Work task. From the listing below, extract every line containing "holder".

___ Supplied records

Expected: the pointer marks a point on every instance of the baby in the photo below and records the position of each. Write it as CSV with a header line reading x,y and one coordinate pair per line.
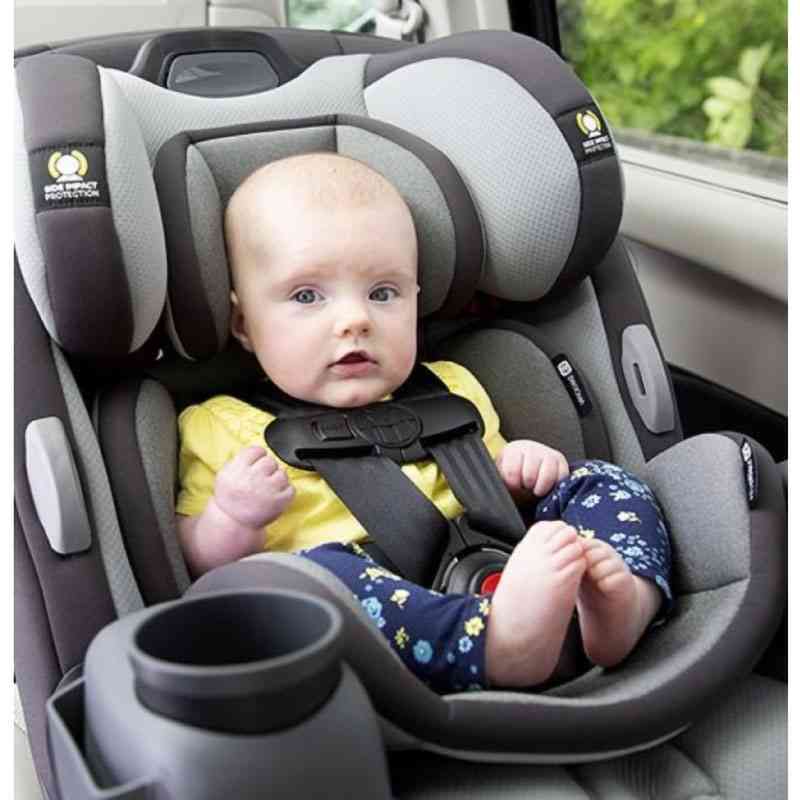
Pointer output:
x,y
323,253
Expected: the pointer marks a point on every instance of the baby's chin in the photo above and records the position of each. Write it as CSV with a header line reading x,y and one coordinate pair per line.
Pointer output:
x,y
354,393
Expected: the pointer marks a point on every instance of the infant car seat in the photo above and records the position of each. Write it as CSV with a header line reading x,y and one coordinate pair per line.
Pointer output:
x,y
122,319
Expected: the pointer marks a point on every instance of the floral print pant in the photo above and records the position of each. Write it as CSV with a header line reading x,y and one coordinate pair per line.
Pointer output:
x,y
442,638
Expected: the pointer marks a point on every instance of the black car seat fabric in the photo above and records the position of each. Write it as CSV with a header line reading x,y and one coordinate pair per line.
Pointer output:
x,y
547,206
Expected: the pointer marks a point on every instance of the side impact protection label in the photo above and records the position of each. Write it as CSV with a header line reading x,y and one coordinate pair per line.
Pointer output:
x,y
750,472
573,385
70,176
587,133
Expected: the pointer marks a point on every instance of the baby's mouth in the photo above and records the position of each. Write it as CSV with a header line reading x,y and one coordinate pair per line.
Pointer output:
x,y
356,357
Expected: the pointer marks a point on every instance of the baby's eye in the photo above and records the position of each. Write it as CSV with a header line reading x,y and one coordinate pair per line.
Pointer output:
x,y
306,296
383,294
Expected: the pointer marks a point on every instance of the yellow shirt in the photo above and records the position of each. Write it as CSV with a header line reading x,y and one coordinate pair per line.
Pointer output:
x,y
215,431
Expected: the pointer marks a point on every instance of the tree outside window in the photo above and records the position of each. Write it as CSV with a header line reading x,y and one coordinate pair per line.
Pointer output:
x,y
712,71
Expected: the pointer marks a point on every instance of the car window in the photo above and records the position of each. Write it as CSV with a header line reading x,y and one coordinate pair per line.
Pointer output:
x,y
702,79
326,14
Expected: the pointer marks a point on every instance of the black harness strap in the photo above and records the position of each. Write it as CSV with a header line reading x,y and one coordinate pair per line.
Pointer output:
x,y
476,482
358,453
410,532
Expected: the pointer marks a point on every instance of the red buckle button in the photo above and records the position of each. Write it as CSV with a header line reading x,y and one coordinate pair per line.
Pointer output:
x,y
489,583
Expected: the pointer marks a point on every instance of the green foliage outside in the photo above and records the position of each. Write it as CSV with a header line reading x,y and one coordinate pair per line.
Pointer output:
x,y
713,70
324,14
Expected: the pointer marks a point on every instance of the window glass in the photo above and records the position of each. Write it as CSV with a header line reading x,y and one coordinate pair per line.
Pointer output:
x,y
705,79
325,14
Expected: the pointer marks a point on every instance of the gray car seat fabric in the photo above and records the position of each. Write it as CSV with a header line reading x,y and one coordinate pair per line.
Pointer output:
x,y
737,752
490,218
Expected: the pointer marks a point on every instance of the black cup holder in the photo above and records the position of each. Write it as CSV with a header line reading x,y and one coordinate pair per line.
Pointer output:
x,y
239,662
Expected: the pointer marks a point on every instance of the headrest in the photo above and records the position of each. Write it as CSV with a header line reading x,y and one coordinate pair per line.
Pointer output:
x,y
504,111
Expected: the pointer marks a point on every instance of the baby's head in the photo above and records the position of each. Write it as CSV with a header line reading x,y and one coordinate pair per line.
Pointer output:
x,y
323,257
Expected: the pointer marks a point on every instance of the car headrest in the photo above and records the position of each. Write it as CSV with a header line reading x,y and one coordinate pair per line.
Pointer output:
x,y
521,138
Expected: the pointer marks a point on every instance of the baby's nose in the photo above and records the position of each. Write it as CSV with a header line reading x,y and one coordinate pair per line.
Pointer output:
x,y
354,321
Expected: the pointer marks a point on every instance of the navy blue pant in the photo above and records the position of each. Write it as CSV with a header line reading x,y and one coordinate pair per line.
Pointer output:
x,y
442,638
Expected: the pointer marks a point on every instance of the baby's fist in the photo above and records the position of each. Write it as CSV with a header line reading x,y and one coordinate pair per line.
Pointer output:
x,y
252,489
531,466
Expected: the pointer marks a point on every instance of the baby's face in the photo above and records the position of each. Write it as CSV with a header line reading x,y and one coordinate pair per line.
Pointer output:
x,y
327,301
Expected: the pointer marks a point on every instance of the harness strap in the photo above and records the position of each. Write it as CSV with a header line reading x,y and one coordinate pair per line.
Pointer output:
x,y
410,532
361,465
476,482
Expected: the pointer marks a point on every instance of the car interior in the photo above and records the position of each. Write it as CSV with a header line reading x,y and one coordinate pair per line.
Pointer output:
x,y
133,681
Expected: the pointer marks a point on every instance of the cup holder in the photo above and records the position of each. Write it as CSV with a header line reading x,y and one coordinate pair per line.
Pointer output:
x,y
238,662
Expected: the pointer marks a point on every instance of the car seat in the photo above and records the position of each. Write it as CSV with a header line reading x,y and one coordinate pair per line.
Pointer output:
x,y
121,318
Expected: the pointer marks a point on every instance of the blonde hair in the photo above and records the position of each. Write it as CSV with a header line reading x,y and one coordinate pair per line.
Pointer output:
x,y
322,179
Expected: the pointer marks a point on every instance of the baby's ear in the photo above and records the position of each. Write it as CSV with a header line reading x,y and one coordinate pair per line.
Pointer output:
x,y
238,324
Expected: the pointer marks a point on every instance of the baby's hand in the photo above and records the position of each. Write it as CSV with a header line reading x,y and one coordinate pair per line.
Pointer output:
x,y
531,466
252,489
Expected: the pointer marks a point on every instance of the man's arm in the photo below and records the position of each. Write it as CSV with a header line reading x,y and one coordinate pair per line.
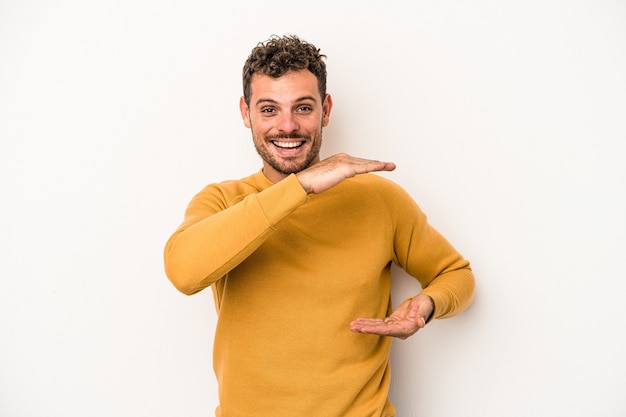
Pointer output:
x,y
215,238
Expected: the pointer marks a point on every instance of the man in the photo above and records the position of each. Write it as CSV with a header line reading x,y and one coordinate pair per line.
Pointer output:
x,y
298,257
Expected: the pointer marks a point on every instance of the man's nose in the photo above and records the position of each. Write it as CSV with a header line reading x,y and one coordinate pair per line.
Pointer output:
x,y
287,123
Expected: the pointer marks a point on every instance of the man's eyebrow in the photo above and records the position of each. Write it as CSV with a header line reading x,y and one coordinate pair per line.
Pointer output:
x,y
272,101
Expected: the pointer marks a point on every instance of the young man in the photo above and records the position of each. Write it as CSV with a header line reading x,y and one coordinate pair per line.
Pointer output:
x,y
298,257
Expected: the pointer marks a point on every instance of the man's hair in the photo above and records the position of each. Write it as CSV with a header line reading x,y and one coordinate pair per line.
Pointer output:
x,y
280,55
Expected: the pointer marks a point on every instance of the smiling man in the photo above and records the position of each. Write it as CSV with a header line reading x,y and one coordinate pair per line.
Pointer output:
x,y
299,254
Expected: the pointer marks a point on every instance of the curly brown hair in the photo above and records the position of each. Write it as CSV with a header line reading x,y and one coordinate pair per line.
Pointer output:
x,y
279,55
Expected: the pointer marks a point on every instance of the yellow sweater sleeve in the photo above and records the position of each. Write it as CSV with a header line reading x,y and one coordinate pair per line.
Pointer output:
x,y
220,230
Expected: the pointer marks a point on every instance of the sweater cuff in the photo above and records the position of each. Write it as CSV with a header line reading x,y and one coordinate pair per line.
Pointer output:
x,y
282,198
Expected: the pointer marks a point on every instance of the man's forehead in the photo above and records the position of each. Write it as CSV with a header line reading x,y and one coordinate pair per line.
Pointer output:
x,y
292,87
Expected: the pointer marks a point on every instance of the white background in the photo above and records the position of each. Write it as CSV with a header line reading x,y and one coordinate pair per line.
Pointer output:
x,y
507,121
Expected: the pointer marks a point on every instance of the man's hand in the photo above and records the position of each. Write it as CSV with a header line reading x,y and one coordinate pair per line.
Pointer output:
x,y
405,321
331,171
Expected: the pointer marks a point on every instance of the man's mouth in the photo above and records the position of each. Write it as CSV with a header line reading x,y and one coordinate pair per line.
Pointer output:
x,y
287,145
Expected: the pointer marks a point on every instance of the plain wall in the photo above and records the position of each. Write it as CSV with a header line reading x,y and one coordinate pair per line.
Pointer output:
x,y
507,122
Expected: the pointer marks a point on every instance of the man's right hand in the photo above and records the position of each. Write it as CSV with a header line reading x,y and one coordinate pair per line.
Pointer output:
x,y
331,171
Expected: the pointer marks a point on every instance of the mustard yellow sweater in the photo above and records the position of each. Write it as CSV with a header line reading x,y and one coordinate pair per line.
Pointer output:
x,y
289,271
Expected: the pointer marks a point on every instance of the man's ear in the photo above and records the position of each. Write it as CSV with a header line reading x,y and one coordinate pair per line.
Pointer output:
x,y
326,108
245,112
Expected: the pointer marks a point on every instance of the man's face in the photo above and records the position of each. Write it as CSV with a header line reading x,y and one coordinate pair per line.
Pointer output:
x,y
286,116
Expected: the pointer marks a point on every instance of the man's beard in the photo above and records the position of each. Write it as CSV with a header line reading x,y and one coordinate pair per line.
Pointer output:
x,y
286,166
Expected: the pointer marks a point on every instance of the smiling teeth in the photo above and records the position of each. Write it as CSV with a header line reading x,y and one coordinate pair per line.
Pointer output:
x,y
287,144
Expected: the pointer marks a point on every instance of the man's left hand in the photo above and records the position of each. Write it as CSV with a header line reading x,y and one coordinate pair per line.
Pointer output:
x,y
405,321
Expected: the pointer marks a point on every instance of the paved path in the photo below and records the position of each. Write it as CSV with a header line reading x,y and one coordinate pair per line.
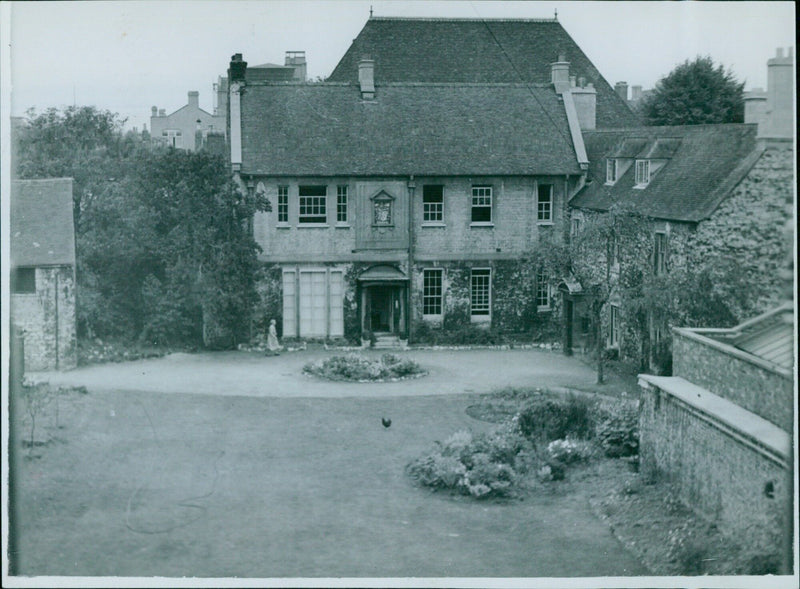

______

Result below.
Expected: the pointer marks a point on every instance of the black cup holder in the photo above and records the position of each. Write it as CSV with a header line reading x,y and one coordinate pair per line.
Expected: the pointer marks a point on every instance of the cup holder in the photo above and records the position of each. Write it as CSV with a header line reading x,y and one coordinate pair per line.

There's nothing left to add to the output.